▶ The task: Go through the records below and return each line that has "green" in it.

(Recorded data)

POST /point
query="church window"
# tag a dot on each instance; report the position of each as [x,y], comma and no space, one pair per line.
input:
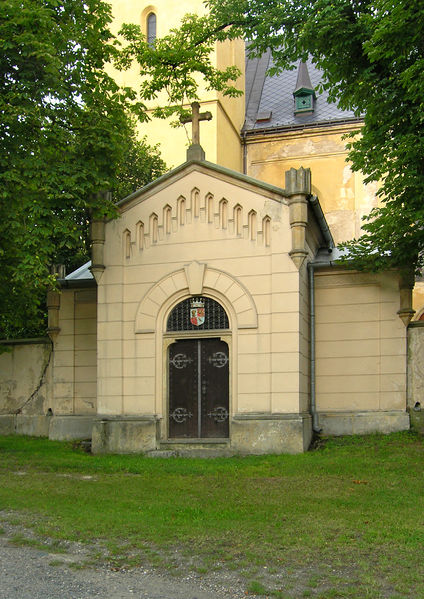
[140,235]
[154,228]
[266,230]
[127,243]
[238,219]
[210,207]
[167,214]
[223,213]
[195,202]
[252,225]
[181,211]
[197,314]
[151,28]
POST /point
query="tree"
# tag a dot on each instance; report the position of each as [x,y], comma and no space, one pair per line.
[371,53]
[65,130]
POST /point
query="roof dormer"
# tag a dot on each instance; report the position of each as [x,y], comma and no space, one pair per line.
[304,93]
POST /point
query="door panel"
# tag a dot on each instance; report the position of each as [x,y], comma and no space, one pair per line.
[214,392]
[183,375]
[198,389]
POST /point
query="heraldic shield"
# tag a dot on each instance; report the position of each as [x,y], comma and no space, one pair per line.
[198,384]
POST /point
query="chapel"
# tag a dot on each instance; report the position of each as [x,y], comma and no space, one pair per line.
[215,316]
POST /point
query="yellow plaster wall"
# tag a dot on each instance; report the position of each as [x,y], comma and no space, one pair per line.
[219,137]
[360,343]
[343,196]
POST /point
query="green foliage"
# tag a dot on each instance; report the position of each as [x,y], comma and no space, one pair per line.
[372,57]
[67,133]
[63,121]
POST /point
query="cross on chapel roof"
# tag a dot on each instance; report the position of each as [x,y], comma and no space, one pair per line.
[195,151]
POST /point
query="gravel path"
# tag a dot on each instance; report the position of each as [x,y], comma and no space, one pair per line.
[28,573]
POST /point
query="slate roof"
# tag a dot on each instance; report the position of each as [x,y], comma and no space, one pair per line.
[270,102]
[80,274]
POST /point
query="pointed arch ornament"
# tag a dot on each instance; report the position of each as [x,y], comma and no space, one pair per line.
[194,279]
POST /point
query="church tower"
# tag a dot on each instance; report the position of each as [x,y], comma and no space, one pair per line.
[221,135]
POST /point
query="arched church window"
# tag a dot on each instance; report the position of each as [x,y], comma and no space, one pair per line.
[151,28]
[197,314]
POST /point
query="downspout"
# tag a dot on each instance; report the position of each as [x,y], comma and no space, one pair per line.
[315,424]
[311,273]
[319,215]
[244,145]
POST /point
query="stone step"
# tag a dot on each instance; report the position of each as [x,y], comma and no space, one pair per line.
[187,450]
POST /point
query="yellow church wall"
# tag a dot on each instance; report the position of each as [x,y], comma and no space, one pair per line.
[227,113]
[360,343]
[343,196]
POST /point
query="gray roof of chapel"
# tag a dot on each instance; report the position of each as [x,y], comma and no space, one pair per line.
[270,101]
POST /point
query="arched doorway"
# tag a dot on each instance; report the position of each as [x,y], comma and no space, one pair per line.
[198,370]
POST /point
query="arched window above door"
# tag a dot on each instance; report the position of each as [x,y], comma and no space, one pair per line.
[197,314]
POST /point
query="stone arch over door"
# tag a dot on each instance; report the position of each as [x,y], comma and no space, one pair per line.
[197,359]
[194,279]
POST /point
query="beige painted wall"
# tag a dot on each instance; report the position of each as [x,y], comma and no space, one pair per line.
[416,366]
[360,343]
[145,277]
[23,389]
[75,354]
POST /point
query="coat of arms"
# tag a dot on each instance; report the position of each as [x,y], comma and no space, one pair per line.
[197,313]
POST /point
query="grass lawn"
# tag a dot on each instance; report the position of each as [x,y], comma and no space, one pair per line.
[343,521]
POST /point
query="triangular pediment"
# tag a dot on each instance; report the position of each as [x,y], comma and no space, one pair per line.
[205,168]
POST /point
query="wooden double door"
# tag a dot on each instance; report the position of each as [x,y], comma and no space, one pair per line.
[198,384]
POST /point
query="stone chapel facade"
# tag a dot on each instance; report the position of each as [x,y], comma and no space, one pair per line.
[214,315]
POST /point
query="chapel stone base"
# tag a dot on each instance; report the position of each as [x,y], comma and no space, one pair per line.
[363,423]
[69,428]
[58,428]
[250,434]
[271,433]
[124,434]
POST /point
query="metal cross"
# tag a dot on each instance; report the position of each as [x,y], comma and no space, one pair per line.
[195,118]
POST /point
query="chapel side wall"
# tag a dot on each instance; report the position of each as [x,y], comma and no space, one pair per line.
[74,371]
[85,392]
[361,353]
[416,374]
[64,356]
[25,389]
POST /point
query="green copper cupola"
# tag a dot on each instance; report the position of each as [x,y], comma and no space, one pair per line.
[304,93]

(End Recorded data)

▶ Response to this task:
query="green foliage"
query="green copper cupola"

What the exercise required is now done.